Objective: Return every line in the listing below that contains the string "label".

________________________________________

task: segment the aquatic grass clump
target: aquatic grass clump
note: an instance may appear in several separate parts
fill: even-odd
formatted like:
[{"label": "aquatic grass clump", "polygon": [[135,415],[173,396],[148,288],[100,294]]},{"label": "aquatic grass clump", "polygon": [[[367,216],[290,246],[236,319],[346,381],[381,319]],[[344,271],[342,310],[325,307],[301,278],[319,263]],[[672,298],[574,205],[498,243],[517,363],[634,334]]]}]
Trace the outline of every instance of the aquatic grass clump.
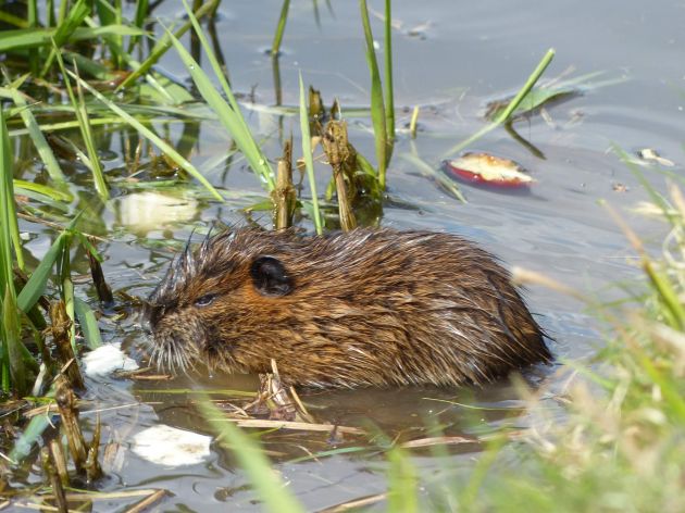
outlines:
[{"label": "aquatic grass clump", "polygon": [[369,8],[366,0],[359,0],[364,41],[366,45],[366,63],[371,74],[371,120],[376,145],[377,179],[381,189],[386,188],[386,171],[393,155],[395,145],[395,100],[393,90],[393,29],[390,18],[391,1],[385,2],[385,90],[381,80],[376,50],[374,48]]}]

________________________________________

In response:
[{"label": "aquatic grass clump", "polygon": [[135,415],[173,396],[148,288],[100,294]]},{"label": "aquatic grass clump", "polygon": [[[367,216],[290,246],[236,319],[346,381],[381,319]],[[344,271],[342,310],[325,307],[301,278],[319,263]],[[672,298],[574,205],[498,243],[517,363],[634,334]]]}]
[{"label": "aquatic grass clump", "polygon": [[369,8],[366,0],[359,0],[364,41],[366,45],[366,63],[371,74],[371,120],[376,145],[377,179],[381,189],[386,188],[386,171],[393,155],[395,145],[395,100],[393,90],[393,29],[390,18],[391,1],[385,2],[385,90],[381,80],[376,50],[374,48]]}]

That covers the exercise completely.